Text excerpt:
4 films – 4 original takes on the embattled region

Anne-Laure Bonnel:

Donbass

Documentary

Monday, 25 September, 7:00 pm

followed by Q&A with director Anne-Laure Bonnel

Documentary, France 2016, 57 min, written & directed by Anne-Laure Bonnel

Donbass (Dokumentarfilm)

In 2015, thirty-something French Bonnel accompanies a Ukrainian acquaintance to eastern separatist Ukraine and discovers the violent reality of a civil war. There, she captures the terrible images of a murderous conflict and a humanitarian disaster, as the Ukraine army tries to regain control over the Moscow-backed separatist territories. Bonnel travelled there three times between 2015 and 2016 – three two-week stays to gain the trust of the local population and film their daily lives.This is a unique firsthand footage from the war-torn ground, at a time few in the west knew or cared of the situation in Donbas(s).

Donbass was screened at Itinérances – Ales Film Festival and Amnesty’s human rights festival Au cinéma pour les droits humain. Praised as a rare and brave piece of independent war reporting upon its release in 2016, it was later dismissed as “pro-Russian propaganda” for exclusively showing the situation in zones under separatist control. Bonnel, who defends herself of supporting the Russian side and condemns the invasion, will travel from Paris to answer questions and explain her shooting conditions.


Born in southeastern France in 1978, Anne-Laure Bonnel studied production and film direction at Sorbonne University. She taught Audio/Video design and production for 15 years (University of Paris I Panthéon-Sorbonne) and worked in TV production, before breaking out as a war documentary filmmaker with Donbass, followed by Silence in Nagorno-Karabakh in 2020, and Donbass, huit ans après in 2022. She’s currently editing her latest footage from the region, where she travelled for the fifth time in November last year.

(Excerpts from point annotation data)
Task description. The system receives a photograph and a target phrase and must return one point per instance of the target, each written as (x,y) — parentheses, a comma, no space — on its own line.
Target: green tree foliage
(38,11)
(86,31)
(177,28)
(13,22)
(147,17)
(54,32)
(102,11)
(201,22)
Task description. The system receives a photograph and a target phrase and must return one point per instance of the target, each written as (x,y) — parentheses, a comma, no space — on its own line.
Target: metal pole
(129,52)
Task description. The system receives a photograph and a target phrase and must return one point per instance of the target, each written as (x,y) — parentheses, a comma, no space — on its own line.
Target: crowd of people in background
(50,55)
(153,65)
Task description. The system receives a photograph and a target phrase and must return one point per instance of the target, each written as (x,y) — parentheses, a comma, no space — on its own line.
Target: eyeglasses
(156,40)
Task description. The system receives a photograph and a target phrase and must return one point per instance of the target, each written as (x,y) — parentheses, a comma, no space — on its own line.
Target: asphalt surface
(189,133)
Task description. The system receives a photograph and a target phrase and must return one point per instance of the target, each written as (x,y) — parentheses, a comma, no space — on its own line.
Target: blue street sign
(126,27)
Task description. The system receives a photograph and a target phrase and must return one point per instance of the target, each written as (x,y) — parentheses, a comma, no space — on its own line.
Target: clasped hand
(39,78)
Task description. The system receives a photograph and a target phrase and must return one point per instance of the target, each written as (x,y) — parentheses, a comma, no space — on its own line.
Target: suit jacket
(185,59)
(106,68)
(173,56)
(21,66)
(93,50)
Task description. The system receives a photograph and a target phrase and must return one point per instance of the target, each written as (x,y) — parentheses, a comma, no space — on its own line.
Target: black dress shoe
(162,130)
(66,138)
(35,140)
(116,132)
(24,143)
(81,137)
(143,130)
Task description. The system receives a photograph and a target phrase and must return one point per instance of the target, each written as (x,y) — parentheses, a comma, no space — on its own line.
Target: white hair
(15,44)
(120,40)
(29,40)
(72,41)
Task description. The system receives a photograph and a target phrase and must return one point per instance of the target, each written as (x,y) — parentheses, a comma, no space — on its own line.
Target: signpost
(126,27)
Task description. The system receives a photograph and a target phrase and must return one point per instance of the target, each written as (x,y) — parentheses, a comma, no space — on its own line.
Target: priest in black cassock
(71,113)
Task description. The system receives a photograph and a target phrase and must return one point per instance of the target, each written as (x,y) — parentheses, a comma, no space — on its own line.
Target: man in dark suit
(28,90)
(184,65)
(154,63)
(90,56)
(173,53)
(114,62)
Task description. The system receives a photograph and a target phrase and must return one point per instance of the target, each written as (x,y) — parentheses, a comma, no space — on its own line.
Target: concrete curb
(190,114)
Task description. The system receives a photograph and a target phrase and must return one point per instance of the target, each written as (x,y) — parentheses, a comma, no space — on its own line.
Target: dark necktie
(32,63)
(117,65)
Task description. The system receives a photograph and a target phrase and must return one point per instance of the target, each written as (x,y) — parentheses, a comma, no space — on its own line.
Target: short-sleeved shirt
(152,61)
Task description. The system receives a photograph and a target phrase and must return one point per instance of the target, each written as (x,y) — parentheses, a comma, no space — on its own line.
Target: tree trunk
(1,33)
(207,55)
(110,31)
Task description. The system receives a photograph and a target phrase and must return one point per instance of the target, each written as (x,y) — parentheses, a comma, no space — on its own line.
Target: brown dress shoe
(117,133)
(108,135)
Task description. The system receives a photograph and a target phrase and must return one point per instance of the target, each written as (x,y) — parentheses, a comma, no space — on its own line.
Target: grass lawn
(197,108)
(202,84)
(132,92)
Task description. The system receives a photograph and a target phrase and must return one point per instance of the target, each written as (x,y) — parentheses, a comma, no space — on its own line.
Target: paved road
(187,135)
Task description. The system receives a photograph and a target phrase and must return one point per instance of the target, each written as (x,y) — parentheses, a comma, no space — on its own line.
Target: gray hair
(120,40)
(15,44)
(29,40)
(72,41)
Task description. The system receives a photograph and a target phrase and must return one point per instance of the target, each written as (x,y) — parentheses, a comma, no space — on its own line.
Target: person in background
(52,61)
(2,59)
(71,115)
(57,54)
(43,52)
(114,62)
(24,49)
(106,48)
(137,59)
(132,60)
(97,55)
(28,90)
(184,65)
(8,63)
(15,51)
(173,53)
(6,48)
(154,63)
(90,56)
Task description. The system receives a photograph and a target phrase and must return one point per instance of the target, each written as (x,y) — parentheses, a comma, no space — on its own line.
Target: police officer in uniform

Goal: From the screening notice, copy the stretch from "followed by Q&A" through "situation in Donbas(s).".

Response below:
followed by Q&A with director Anne-Laure Bonnel

Documentary, France 2016, 57 min, written & directed by Anne-Laure Bonnel

Donbass (Dokumentarfilm)

In 2015, thirty-something French Bonnel accompanies a Ukrainian acquaintance to eastern separatist Ukraine and discovers the violent reality of a civil war. There, she captures the terrible images of a murderous conflict and a humanitarian disaster, as the Ukraine army tries to regain control over the Moscow-backed separatist territories. Bonnel travelled there three times between 2015 and 2016 – three two-week stays to gain the trust of the local population and film their daily lives.This is a unique firsthand footage from the war-torn ground, at a time few in the west knew or cared of the situation in Donbas(s).